_Input records_
------

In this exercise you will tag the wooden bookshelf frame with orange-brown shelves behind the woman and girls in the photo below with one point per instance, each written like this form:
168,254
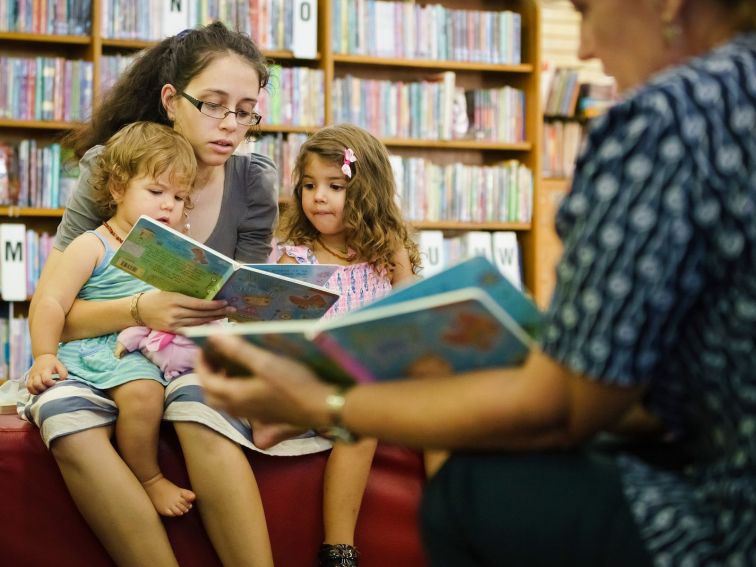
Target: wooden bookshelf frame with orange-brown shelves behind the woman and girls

------

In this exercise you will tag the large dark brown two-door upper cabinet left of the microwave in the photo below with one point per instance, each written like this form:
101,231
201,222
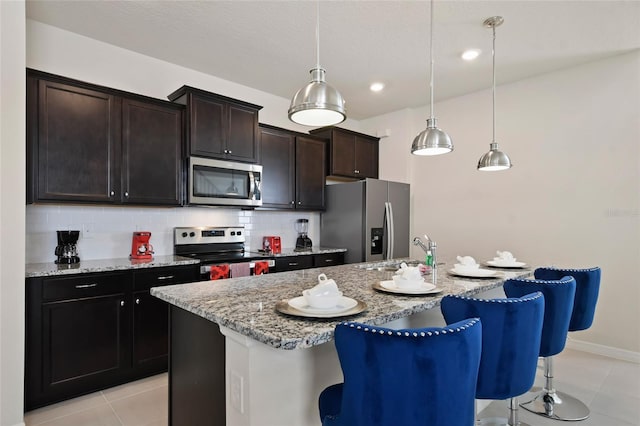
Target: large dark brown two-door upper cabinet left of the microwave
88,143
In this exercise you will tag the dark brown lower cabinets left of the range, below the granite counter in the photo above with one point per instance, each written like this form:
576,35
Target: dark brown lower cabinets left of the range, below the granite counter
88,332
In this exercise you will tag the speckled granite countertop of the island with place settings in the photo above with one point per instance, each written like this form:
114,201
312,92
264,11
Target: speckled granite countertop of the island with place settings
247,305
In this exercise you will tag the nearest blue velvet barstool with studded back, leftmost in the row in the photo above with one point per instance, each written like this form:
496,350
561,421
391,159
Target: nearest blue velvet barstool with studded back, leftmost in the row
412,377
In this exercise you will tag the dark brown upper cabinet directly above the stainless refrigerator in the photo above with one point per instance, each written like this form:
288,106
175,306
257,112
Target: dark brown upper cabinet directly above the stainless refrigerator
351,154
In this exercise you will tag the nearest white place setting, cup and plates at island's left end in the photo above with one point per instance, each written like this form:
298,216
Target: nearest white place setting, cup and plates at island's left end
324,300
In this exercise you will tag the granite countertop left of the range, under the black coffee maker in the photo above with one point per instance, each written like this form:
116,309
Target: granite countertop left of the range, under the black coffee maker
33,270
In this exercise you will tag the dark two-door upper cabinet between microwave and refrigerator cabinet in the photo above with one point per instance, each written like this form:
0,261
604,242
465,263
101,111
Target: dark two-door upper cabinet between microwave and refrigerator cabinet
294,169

------

_Work task_
With the pictures omitted, print the lines above exactly, beginning at the line with "In this exercise you will tag the wooden" and going on through the line with "Target: wooden bookshelf".

_Result_
In this exercise you will tag the wooden bookshelf frame with orange-brown shelves behind the woman and girls in the photo below with one point per instance, each written like this form:
168,254
Target: wooden bookshelf frame with orange-brown shelves behind the woman and girls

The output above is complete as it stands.